= TASK OBJECTIVE =
Please copy every line from the following entries in which the word "ceiling" appears.

= SUPPLIED RECORDS =
<<<<

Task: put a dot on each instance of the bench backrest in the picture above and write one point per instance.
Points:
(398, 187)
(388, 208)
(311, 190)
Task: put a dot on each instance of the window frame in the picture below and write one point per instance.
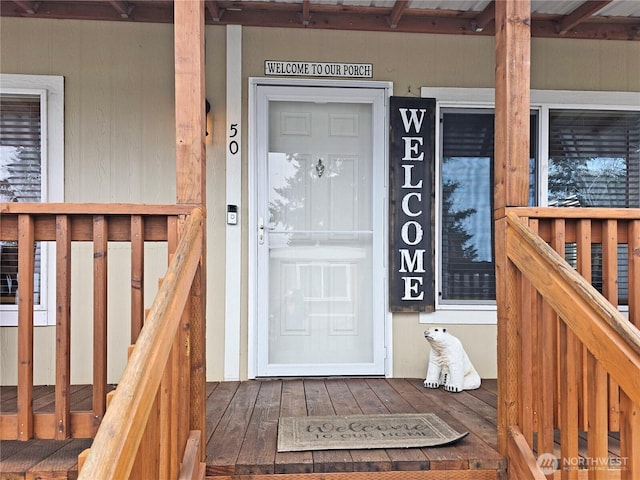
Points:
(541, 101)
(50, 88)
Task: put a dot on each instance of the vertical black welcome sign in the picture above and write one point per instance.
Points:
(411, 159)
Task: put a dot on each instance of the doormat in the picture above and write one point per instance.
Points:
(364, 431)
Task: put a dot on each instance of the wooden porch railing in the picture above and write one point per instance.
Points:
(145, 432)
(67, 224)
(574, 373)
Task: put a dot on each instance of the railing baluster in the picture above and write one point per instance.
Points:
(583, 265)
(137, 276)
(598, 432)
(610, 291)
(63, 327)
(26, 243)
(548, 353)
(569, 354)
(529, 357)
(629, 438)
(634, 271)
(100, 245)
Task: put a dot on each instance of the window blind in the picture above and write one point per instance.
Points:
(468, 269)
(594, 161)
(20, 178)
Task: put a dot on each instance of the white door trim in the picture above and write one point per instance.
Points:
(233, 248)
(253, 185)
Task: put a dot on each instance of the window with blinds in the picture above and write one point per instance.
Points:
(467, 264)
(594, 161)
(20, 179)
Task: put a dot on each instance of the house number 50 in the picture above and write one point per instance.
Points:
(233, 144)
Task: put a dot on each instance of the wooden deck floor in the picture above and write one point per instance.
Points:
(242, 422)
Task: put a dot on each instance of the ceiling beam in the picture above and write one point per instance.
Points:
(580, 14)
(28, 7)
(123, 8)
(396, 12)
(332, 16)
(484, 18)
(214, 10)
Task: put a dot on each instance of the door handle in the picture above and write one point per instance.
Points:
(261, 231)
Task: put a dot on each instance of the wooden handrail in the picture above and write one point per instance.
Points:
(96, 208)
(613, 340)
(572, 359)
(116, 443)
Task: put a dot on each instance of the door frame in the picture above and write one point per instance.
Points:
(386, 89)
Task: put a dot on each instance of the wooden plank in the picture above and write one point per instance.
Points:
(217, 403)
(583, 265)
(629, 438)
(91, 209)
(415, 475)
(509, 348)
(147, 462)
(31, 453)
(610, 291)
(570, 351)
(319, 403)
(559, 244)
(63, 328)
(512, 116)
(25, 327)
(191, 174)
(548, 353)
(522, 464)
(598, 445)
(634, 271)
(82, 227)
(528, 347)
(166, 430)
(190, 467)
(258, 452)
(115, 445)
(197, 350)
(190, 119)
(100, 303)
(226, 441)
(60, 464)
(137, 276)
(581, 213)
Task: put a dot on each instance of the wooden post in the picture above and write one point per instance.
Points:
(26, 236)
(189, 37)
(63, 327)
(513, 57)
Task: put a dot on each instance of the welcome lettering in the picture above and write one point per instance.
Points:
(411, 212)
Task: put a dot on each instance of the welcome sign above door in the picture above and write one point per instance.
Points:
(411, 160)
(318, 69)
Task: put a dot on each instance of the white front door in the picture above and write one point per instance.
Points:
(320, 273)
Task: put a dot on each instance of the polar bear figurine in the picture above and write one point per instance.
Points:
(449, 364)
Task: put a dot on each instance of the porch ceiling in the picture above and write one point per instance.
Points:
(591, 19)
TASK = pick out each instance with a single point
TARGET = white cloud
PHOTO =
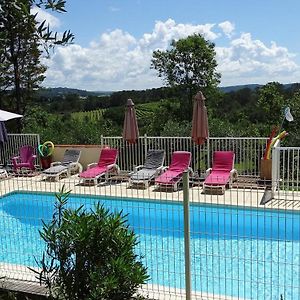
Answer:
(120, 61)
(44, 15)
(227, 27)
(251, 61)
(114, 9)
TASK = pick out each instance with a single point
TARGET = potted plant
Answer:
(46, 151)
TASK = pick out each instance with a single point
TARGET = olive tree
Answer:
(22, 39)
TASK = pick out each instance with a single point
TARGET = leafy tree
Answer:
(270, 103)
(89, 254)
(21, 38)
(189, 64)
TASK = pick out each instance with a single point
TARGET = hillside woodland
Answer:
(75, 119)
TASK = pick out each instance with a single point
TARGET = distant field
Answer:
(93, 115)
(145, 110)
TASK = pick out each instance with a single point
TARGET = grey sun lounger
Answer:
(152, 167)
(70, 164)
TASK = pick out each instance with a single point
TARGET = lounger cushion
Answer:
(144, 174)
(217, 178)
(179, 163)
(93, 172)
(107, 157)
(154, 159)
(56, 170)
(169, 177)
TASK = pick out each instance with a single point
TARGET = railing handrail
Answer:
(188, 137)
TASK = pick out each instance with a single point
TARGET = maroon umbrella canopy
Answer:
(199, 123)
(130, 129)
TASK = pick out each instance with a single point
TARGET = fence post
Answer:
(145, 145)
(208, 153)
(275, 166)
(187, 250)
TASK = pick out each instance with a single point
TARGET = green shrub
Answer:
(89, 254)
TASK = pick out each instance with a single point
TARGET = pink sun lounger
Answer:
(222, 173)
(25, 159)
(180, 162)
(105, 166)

>>>>
<<<<

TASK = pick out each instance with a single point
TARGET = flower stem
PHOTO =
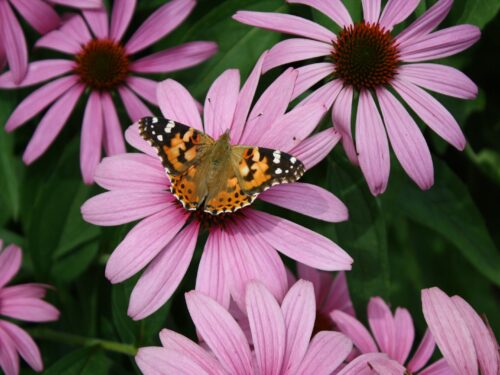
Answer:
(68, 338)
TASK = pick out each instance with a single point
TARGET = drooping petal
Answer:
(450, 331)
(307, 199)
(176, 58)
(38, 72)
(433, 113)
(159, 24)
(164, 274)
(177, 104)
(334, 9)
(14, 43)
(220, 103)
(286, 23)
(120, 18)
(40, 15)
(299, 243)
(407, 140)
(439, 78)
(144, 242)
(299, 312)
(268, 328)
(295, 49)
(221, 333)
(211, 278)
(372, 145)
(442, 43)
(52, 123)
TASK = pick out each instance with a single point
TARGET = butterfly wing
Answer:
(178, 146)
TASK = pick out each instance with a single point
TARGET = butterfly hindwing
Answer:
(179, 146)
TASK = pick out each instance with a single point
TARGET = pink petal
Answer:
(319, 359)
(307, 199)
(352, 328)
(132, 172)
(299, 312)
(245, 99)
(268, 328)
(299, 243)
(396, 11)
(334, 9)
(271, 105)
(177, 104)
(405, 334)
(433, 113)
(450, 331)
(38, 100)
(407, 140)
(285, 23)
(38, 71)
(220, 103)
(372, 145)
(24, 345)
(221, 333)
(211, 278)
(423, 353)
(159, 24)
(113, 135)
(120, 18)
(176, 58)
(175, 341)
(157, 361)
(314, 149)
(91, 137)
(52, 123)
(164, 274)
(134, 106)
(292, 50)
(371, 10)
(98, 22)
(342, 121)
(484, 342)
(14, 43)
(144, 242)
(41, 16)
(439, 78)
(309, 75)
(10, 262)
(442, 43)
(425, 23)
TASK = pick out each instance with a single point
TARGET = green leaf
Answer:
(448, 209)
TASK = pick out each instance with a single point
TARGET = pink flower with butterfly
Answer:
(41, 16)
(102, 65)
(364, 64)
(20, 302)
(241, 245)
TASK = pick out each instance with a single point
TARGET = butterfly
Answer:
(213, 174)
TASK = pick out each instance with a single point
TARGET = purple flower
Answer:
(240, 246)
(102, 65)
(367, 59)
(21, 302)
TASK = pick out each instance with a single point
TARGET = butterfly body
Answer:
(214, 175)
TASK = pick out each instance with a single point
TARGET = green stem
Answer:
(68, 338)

>>>>

= RESULT FOR THIS TASK =
Task: put a dot on each instance of the ceiling beam in the picture above and write one point per instance.
Task: put a dot on each instance of the porch ceiling in the picture above and write one point per instance.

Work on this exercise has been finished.